**Problem**
Which of the lines in the data mention the string "shrub"? List them all.

---- Extracted material

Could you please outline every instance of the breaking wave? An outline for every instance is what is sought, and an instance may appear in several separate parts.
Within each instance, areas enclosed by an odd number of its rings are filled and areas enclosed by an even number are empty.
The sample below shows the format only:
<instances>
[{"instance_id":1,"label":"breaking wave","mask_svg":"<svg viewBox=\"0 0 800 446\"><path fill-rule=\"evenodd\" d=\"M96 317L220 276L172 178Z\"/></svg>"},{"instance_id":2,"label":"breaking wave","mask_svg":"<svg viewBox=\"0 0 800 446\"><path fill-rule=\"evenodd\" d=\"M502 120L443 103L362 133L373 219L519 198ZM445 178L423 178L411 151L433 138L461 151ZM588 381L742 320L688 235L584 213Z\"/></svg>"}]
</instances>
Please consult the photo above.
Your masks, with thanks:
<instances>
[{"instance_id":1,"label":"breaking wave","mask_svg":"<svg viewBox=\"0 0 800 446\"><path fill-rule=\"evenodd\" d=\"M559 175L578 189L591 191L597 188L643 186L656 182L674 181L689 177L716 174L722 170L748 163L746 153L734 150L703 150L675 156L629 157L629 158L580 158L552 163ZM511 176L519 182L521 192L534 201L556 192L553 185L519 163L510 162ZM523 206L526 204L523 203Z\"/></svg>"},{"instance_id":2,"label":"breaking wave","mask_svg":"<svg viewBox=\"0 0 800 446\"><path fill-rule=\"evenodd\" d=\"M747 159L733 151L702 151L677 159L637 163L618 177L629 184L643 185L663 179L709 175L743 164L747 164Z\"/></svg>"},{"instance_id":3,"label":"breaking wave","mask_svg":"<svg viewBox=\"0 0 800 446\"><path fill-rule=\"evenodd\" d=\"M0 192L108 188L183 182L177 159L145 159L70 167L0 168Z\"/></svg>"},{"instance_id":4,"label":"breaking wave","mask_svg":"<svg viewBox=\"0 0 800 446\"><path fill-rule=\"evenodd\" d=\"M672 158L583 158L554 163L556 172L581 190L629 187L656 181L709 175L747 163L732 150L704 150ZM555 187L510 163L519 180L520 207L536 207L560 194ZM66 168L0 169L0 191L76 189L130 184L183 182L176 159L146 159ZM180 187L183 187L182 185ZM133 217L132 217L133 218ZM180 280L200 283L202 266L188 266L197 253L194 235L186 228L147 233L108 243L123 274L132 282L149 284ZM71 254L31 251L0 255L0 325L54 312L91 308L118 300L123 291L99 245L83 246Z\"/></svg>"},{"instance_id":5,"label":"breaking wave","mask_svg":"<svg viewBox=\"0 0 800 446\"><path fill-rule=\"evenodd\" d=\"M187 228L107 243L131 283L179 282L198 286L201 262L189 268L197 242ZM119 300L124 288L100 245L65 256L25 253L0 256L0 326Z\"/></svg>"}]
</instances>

--------
---- Extracted material

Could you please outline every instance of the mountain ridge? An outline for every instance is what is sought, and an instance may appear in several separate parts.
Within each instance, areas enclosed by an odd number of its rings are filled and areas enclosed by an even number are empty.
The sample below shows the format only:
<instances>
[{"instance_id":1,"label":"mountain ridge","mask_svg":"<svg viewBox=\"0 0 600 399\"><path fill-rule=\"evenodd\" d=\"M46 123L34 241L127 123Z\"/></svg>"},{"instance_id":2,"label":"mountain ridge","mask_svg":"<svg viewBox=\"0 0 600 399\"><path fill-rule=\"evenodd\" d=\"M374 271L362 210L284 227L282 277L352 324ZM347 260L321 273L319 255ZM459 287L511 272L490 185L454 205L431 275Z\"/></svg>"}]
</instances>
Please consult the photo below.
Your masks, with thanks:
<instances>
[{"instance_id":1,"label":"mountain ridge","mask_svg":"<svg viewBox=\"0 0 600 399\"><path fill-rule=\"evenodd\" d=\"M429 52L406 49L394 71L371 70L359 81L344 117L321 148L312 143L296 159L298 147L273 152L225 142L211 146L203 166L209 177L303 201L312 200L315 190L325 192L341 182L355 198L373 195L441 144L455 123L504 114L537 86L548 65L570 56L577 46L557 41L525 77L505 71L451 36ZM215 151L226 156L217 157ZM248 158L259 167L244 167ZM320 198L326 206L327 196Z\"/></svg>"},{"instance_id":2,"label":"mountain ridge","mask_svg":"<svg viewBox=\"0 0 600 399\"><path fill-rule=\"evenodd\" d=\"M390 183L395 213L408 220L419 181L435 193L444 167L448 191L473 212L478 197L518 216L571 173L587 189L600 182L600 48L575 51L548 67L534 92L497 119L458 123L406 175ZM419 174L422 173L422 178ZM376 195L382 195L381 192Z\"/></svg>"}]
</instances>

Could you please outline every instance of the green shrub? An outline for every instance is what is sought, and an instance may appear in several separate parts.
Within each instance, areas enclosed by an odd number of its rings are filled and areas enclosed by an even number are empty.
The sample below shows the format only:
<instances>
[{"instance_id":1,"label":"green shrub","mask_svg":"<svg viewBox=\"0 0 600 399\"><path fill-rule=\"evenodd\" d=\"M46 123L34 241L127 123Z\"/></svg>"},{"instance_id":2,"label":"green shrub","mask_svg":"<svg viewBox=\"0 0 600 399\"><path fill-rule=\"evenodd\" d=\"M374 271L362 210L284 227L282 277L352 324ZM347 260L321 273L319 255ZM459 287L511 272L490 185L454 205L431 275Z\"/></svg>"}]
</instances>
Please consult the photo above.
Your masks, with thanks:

--------

**Output**
Could you please outline every instance of the green shrub? An outline for every instance is what is sought, and an instance may appear in several separate parts.
[{"instance_id":1,"label":"green shrub","mask_svg":"<svg viewBox=\"0 0 600 399\"><path fill-rule=\"evenodd\" d=\"M46 123L34 241L127 123Z\"/></svg>"},{"instance_id":2,"label":"green shrub","mask_svg":"<svg viewBox=\"0 0 600 399\"><path fill-rule=\"evenodd\" d=\"M374 271L362 210L284 227L282 277L352 324ZM347 260L321 273L319 255ZM459 287L511 272L490 185L454 205L431 275Z\"/></svg>"}]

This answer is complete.